**Provided passage**
$4$ points in order $A,B,C,D$ lie on a circle with the extension of $AB$ meeting the extension of $DC$ at $E$ and that of $AD$ and $BC$ at $F$.

As I showed in this post, given a circle $\Gamma$ and two points $X,Y$ such that $Y$ lies on the polar of $X$ w.r.t. $\Gamma$, we have

$$XY^2=\text{Pow}_{\Gamma}(X)+\text{Pow}_{\Gamma}(Y)$$

Back to your case, it is well-known that $E$ lies on the polar of $F$ w.r.t. the circumcircle of $ABCD$ (recall, for example, how to prove Brokard's Theorem) and, hence, $$EF^2=60^2+63^2=7569\iff EF=87$$


Hatton's Projective Geometry, pg 156 gives two versions of a theorem:

[T]he square of the distance between a pair of conjugate points with respect to a circle is equal to the sum of the powers of the points.

and

If a quadrangle be inscribed in a circle, the square of the distance between two of its diagonal points external to the circle equals the sum of the square of the tangents from these points.

The second version uses your setup.

Here's a screen capture of the theorems and their proofs.

enter image description here

The proofs should be easy to follow, except for perhaps the last sentence. A more explicit version would be

$$ \begin{align} EF^2 &= (EK+KF)^2 \\ &= EK^2+2EK\cdot FK+FK^2 \\ &= EK(EK+KF)+(EK+FK)FK \\ &= EK\cdot EF + EF\cdot FK \\ &= EC\cdot ED + FB\cdot FC \text{ (using powers of $E,F$ wrt circles $CDF,BCE$)}\\ &= \text{sum of powers of $E$ and $F$ wrt original circle $ABCD$} \end{align} $$

**Task statement**
Quote the circle geometry thread word for word, beginning at the words "Hatton's Projective Geometry, pg" and stopping after "from these points.".

**Raw data**
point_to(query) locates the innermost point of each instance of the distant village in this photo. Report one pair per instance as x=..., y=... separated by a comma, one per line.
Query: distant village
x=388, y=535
--
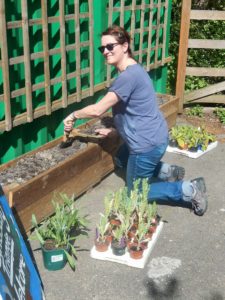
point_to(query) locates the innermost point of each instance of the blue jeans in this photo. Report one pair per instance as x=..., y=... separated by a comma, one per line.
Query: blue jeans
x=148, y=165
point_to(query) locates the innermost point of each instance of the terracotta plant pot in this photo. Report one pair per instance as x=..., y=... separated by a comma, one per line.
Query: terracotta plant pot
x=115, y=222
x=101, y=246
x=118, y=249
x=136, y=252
==
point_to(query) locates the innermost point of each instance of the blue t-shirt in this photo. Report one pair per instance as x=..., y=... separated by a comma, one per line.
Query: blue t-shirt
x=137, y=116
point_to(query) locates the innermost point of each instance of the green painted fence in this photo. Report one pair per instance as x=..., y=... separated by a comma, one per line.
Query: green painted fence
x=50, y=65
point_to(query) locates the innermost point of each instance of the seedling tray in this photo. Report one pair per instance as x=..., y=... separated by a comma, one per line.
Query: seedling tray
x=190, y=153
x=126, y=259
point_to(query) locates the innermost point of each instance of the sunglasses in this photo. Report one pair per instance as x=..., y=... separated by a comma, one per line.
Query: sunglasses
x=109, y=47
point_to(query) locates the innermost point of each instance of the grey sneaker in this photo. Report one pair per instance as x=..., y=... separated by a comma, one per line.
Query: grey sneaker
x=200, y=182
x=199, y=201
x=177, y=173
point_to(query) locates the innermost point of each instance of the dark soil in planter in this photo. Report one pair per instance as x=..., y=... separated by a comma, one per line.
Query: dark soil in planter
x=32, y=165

**Output of the exercise**
Hatton's Projective Geometry, pg 156 gives two versions of a theorem:

[T]he square of the distance between a pair of conjugate points with respect to a circle is equal to the sum of the powers of the points.

and

If a quadrangle be inscribed in a circle, the square of the distance between two of its diagonal points external to the circle equals the sum of the square of the tangents from these points.